**Source records**
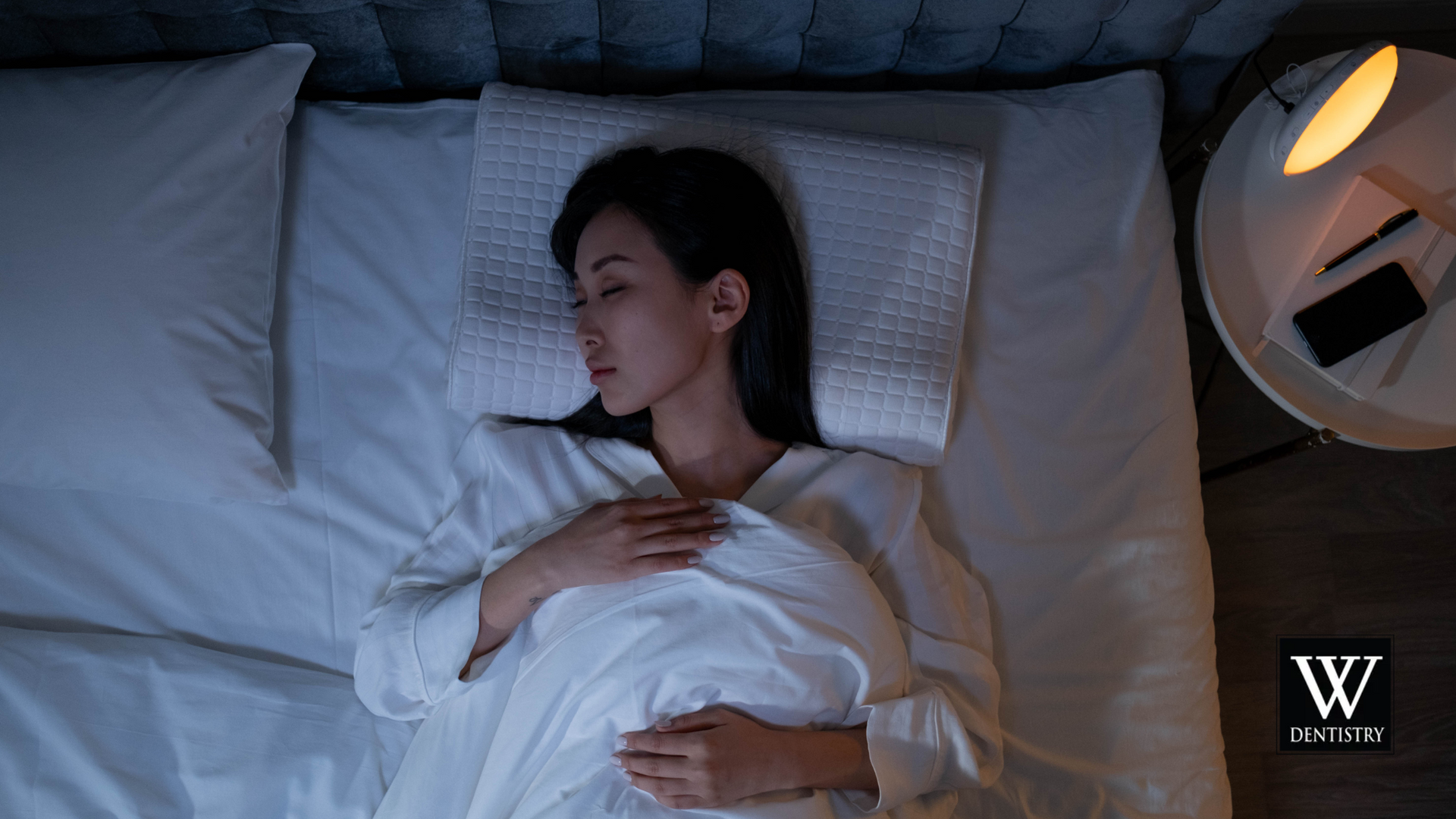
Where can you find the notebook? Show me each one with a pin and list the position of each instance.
(1423, 248)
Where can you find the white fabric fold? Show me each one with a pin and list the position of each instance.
(940, 733)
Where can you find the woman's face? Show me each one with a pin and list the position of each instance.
(644, 334)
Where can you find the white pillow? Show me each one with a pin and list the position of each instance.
(889, 228)
(139, 242)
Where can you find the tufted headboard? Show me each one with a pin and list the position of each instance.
(667, 46)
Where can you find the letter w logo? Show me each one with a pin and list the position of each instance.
(1337, 682)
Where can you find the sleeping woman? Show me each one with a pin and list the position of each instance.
(677, 598)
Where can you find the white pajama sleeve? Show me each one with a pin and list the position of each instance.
(946, 735)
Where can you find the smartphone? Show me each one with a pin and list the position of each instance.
(1360, 314)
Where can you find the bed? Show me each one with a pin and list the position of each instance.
(159, 656)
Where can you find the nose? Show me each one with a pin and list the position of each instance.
(588, 335)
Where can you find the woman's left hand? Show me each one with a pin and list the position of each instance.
(717, 757)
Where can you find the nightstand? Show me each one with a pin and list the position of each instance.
(1256, 228)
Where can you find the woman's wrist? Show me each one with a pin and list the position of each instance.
(829, 760)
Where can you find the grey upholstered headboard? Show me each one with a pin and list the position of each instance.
(666, 46)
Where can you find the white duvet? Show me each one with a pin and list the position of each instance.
(777, 623)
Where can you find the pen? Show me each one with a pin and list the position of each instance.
(1391, 224)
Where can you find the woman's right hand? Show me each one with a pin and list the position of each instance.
(623, 539)
(606, 544)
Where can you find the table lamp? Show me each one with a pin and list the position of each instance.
(1335, 110)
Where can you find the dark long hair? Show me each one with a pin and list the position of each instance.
(708, 212)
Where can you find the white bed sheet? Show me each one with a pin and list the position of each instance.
(111, 725)
(1071, 482)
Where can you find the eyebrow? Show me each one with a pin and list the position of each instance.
(606, 260)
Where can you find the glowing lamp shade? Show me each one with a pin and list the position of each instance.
(1337, 110)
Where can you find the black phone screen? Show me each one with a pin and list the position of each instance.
(1359, 314)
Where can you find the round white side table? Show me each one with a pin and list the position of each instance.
(1256, 228)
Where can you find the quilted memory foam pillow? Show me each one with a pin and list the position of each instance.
(887, 228)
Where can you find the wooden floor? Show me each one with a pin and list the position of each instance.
(1340, 539)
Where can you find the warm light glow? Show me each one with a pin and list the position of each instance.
(1346, 114)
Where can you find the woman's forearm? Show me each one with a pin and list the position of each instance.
(830, 760)
(509, 595)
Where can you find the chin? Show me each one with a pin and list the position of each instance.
(617, 406)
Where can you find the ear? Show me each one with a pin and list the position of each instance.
(728, 299)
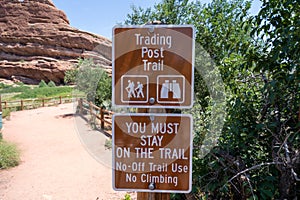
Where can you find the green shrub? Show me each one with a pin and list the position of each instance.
(5, 113)
(9, 155)
(42, 84)
(51, 84)
(127, 197)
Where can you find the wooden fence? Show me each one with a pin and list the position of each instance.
(26, 104)
(98, 116)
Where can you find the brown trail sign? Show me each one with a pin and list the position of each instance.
(153, 66)
(152, 152)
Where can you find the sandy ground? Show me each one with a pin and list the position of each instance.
(55, 165)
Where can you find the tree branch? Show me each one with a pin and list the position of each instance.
(253, 168)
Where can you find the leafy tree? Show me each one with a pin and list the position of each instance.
(51, 84)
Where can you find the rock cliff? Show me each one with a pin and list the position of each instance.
(38, 43)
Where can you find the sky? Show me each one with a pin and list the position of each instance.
(100, 16)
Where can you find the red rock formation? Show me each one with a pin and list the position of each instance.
(38, 43)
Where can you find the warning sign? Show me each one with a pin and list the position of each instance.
(152, 152)
(153, 66)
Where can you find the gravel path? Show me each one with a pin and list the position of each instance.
(54, 163)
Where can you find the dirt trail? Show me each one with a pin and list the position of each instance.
(55, 165)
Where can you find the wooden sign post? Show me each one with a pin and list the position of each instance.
(153, 68)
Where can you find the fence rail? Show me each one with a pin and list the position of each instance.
(98, 116)
(25, 104)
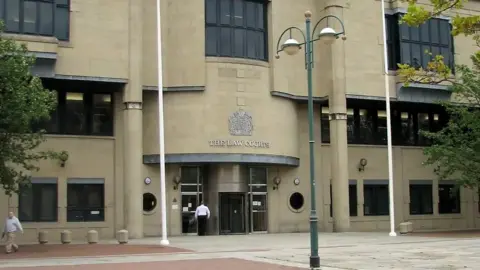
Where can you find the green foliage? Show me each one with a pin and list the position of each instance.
(23, 101)
(455, 153)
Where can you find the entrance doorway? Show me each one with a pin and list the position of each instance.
(232, 213)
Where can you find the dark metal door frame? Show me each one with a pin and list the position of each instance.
(224, 199)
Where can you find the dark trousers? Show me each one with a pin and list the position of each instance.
(202, 225)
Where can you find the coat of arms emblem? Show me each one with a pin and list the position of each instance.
(240, 124)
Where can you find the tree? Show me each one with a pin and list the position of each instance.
(23, 101)
(455, 152)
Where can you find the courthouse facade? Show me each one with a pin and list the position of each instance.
(236, 130)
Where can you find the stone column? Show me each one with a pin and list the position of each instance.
(338, 127)
(133, 120)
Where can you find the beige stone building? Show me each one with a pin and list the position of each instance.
(236, 129)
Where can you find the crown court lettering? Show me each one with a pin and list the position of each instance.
(239, 143)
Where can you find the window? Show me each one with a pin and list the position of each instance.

**Your instructions**
Beginning with the line that contains "Where can you find the entrance", repeat every line through the end of the records and nothing more.

**Solution for this problem**
Where can you find the entrance doorway? Show me each one with a pin and list the position of each instance.
(232, 213)
Where can you find the dark metal door frame? Show me each one with a pin and list the position of each instance.
(224, 199)
Where can you find the dark trousers? Show me each one with a pin and list the position of each instance.
(202, 225)
Where can you find the coat of arms emblem? Show me each one with a pin and list the position of each instance.
(240, 124)
Where can you find the tree? Show me each one with a pin and list the position of each instance.
(23, 101)
(455, 152)
Where can you find the courthouse facade? Show me each one with a pin and list the position of each instance.
(236, 130)
Where can you find the stone column? Show me each one with a pin and list the position of each instance.
(338, 127)
(133, 120)
Where can you find the beige stone building? Show me each one with a pin and list the position of each instance.
(236, 129)
Where can you find the crown court lettering? Show me each one with a pin and list the position of each instance.
(239, 143)
Where can you find the window? Show me each one with a pin and list the position of each instance.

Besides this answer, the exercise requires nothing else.